In the court testimony excerpt below, why did the witness argue that he was not obliged to pay the storage charges? Answer in one to three sentences.

→ **SELECTED EXCERPT**:
------------------------------------------------

18. On re-examination, the witness said there was a contract with the defendant in the bill of lading him having nominated the CFS. On value of the goods the witness repeated that the same was verified by the 1st defendants advocate from the supplier. He said that he had been unable to collect the remainder of the goods due to inability to pay the duty for the entire consignment as demanded by the KRA. He said that had the shed owner answered to his duty under Section 22 of the East African Community Customs Management Act by paying duty he would have collected the relaying goods.
19. On the standard trading conditions by the defendant the witness said he saw the same for the first time in court and that the same had not been brought to his attention prior. On payment of storage charges he contended that it was not his obligation having not been the cause for delay. With that evidence the plaintiff’s case was closed.

------------------------------------------------

→ **DATA EXCERPT**:

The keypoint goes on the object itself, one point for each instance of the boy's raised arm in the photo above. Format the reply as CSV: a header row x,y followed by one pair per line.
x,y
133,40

------------------------------------------------

→ **THE SOLUTION**:
He argued that paying the storage charges was not his obligation because he had not been the cause of the delay.